Excerpts of bounding box data:
────────────────────────────────────────

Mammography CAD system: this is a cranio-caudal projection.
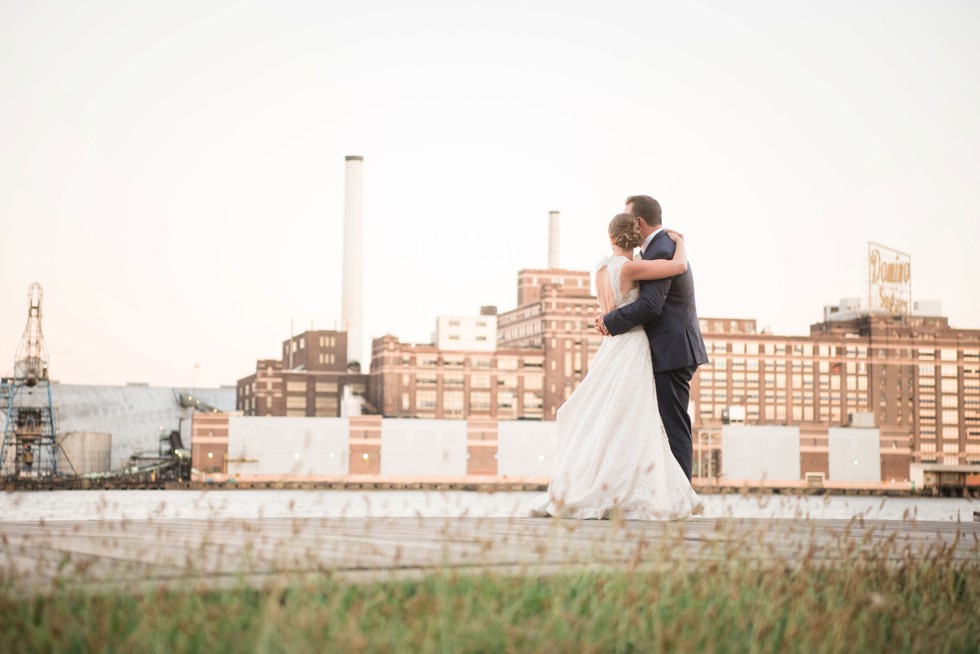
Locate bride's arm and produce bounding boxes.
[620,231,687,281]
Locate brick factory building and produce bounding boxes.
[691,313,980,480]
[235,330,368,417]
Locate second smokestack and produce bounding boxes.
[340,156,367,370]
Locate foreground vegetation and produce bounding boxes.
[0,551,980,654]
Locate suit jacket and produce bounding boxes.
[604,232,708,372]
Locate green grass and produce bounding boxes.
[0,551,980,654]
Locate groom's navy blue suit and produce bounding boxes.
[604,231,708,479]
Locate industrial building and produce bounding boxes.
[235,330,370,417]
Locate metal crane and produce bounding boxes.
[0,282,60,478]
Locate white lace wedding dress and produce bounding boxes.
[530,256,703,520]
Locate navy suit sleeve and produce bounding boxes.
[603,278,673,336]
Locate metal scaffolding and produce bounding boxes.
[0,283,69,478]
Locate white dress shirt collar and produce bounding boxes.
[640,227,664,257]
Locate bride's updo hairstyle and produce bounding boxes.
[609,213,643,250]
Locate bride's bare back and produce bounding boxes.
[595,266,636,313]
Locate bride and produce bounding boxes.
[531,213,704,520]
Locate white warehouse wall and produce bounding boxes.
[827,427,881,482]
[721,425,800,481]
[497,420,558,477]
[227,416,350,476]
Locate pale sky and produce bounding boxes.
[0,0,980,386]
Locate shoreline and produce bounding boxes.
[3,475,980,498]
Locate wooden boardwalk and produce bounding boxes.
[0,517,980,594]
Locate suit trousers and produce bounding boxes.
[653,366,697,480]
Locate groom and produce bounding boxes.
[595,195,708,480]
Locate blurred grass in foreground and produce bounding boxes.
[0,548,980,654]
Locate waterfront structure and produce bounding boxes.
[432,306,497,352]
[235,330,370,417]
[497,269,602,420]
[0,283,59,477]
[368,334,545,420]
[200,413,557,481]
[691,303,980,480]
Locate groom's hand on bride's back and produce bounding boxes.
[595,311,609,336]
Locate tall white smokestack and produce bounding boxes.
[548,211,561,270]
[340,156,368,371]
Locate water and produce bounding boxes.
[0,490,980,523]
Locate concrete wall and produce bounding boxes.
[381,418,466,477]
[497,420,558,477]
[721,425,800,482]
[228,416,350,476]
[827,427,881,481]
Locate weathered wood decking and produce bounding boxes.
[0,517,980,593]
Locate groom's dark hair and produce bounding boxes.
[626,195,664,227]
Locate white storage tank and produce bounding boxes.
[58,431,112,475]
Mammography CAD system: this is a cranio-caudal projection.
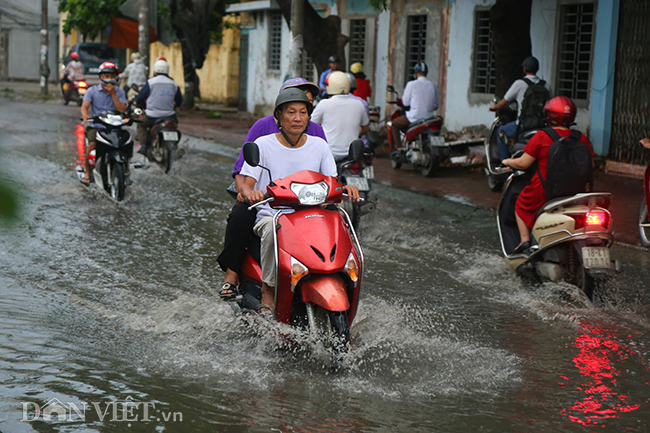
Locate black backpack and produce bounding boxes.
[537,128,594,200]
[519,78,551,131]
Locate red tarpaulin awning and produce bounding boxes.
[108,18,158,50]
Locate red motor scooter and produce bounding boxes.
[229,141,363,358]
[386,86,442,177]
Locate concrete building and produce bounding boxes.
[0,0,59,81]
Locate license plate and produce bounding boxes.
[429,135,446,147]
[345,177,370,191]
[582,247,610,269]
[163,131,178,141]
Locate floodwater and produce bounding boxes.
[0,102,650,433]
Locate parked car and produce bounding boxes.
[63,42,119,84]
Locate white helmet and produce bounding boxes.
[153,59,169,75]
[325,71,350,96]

────────────────────────────────────────

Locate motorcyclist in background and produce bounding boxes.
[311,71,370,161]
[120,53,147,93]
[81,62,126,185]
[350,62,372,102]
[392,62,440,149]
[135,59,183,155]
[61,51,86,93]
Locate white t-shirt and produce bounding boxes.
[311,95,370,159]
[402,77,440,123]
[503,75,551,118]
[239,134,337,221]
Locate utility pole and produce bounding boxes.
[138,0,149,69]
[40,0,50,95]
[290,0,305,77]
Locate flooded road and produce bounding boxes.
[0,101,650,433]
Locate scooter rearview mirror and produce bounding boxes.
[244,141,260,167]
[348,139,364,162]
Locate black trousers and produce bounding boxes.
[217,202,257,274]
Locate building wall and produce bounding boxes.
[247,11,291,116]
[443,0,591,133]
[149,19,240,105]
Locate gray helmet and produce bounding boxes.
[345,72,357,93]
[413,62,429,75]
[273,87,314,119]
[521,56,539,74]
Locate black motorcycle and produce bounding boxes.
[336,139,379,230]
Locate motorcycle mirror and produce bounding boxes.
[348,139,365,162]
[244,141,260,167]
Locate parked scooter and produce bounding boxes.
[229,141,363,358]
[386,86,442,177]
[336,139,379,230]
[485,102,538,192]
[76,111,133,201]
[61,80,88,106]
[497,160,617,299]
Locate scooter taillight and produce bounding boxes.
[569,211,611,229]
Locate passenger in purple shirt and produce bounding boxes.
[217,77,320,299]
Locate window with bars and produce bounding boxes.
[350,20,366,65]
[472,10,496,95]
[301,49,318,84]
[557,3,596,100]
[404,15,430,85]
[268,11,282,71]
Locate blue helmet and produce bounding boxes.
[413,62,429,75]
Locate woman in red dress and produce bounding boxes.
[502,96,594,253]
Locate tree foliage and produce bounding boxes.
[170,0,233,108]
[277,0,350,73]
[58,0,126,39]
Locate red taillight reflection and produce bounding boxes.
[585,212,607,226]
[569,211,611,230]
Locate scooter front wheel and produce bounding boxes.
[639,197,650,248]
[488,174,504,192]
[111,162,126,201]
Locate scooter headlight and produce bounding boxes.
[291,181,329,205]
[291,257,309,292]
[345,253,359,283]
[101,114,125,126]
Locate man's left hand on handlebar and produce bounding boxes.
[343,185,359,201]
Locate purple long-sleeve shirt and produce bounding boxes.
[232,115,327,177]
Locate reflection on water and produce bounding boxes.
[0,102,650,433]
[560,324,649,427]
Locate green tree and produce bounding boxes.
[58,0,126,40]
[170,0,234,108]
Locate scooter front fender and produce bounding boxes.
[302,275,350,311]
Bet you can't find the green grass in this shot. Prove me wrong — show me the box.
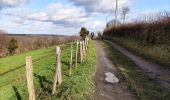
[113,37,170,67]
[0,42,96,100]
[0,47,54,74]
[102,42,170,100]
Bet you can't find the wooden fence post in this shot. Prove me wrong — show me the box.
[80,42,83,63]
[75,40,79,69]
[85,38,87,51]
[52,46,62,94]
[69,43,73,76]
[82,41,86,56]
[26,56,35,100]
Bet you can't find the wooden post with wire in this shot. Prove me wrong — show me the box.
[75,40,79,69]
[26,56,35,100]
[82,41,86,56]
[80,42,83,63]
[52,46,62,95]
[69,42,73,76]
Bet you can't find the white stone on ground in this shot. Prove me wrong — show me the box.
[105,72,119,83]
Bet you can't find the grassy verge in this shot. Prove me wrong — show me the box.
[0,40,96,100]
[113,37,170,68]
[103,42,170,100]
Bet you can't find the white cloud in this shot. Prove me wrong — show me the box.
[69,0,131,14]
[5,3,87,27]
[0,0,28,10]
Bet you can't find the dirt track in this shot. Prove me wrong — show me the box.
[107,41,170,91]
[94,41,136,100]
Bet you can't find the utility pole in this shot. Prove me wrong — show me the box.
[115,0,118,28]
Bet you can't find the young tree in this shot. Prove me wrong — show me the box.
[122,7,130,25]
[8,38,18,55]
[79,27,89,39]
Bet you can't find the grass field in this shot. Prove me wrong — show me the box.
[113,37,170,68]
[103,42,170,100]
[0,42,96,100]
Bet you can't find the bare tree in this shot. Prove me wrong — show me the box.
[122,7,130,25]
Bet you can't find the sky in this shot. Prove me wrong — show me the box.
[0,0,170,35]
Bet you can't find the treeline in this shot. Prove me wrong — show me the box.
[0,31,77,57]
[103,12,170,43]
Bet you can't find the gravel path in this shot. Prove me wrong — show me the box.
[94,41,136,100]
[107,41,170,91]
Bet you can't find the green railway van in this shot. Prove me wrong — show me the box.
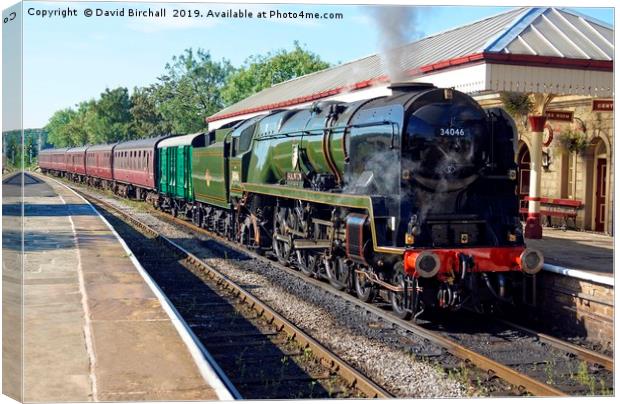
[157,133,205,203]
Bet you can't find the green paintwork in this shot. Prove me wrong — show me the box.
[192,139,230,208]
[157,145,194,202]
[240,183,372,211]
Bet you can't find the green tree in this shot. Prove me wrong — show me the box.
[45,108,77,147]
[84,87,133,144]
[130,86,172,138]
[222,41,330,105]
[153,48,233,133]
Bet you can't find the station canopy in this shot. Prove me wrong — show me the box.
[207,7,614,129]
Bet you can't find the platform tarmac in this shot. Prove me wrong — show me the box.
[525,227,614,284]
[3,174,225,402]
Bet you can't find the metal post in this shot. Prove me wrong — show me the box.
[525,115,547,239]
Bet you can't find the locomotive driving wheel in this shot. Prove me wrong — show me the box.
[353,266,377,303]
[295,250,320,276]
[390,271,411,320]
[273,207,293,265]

────────────────────────────────────────

Pull out every line of the records above that contains the word "concrete".

Locate concrete wall and produce bounding boxes.
Locate concrete building and produce bounding boxes.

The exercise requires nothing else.